• [URTEILSAUSZUG]:

-*-*-

Angesichts der für den Kläger monatlich durch den Träger der Sozialhilfe aufzuwendenden Kosten steht dem Begehren des Klägers auch nicht das Strukturprinzip des Nachrangs der Sozialhilfe entgegen. Der Träger der Sozialhilfe wird dadurch nicht unzumutbar belastet. Denn die monatlichen Aufwendungen für den Kläger betragen nach den Ausführungen im angefochtenen Bescheid vom 3. Juli 1998 5.720,40 DM. Durch den Nachzahlungsbetrag wird der Bedarf lediglich für einen Zeitraum von drei Monaten gedeckt. Im Verhältnis zu den bereits erbrachten Leistungen kann eine unangemessene Belastung des Trägers der Sozialhilfe durch den Einsatz des dem Kläger zugeflossenen Vermögens zur Schuldentilgung nicht festgestellt werden. In diesem Zusammenhang ist auch zu berücksichtigen, dass der Kläger durch seine bzw. die Bemühungen seiner Betreuer und seiner Prozessbevollmächtigten in Verhandlungen mit den Gläubigern eine Reduzierung der Verbindlichkeiten erreicht hat, die nach den Angaben seines Prozessbevollmächtigen in der mündlichen Verhandlung zwischenzeitlich beglichen worden sind. Hierdurch wird bestätigt, dass sich der vorliegende Fall - wie der Senat bereits in dem Beschluss über die Zulassung der Berufung ausgeführt hat - von dem vom Verwaltungsgericht angeführten Beispiel des Hilfeempfängers, der ein mühsam erworbenes Eigenheim als Vermögen einsetzen muss, wenn er es wegen Pflegebedürftigkeit nicht mehr bewohnt, obgleich dies eine erhebliche psychische Belastung für ihn bedeutet, unterscheidet. Denn Ziel und Zweck der Vermögensschonung ist hier nicht der Erhalt eines Vermögensgegenstandes, sondern die Verwendung des Vermögens, um Schuldverpflichtungen zu tilgen und so eine spätere Wiedereingliederung in die Gesellschaft zumindest zu erleichtern. Es handelt sich also nicht um einen Fall, in dem der Bestand des Vermögens unter Hinweis auf eine Härte im Sinne des § 88 Abs. 3 BSHG erhalten bleiben soll.
Nach alledem muss der Kläger sein durch die Nachzahlung des Übergangsgeldes entstandenes Vermögen - soweit es der Schuldentilgung dient bzw. gedient hat - nicht einsetzen, weil es sich um Schonvermögen im Sinne von § 88 Abs. 3 Satz 1 BSHG handelt. Die Beklagte hat die ungedeckten Heimkosten im Wege der Eingliederungshilfe nach den §§ 39, 40 BSHG für den Zeitraum vom 1. September 1998 bis zum 30. November 1998 zu tragen.
Die Kostenentscheidung folgt aus §§ 154 Abs. 1, 188 Satz 2 VwGO.
Die Entscheidung über die vorläufige Vollstreckbarkeit des Urteils beruht auf § 167 VwGO i.V.m. §§ 708 Nr. 10, 711 ZPO.
Ein Grund für die Zulassung der Revision gemäß § 132 Abs. 2 VwGO liegt nicht vor.

-*-*-

• [ROHDATEN]:
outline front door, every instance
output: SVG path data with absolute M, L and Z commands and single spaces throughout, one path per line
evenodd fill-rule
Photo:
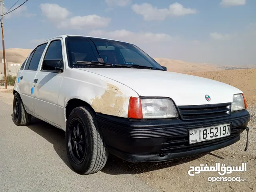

-*-*-

• [AUFGABEN]:
1. Wie hoch sind laut dem Urteilsauszug die monatlichen Aufwendungen für den Kläger?
2. Geben Sie den Wortlaut des Urteilsauszugs zwischen „Die Kostenentscheidung folgt“ und „liegt nicht vor.“ einschließlich beider Stellen unverändert wieder.
3. Prüfen Sie, ob die folgenden Aussagen mit dem Urteilsauszug übereinstimmen, und belegen Sie jede Antwort mit den entscheidenden Worten daraus: (a) Der Nachzahlungsbetrag deckt den Bedarf für sechs Monate. (b) Für die Zulassung der Revision gibt es keinen Grund. (c) Der Träger der Sozialhilfe wird nicht unzumutbar belastet.
Das Material hat mit dem Urteilsauszug nichts zu tun.

• [LÖSUNGEN]:
1. Sie betragen nach dem angefochtenen Bescheid vom 3. Juli 1998 5.720,40 DM.

2.
Die Kostenentscheidung folgt aus §§ 154 Abs. 1, 188 Satz 2 VwGO.
Die Entscheidung über die vorläufige Vollstreckbarkeit des Urteils beruht auf § 167 VwGO i.V.m. §§ 708 Nr. 10, 711 ZPO.
Ein Grund für die Zulassung der Revision gemäß § 132 Abs. 2 VwGO liegt nicht vor.

3.
(a) Nein: „Durch den Nachzahlungsbetrag wird der Bedarf lediglich für einen Zeitraum von drei Monaten gedeckt.“
(b) Ja: „Ein Grund für die Zulassung der Revision gemäß § 132 Abs. 2 VwGO liegt nicht vor.“
(c) Ja: „Der Träger der Sozialhilfe wird dadurch nicht unzumutbar belastet.“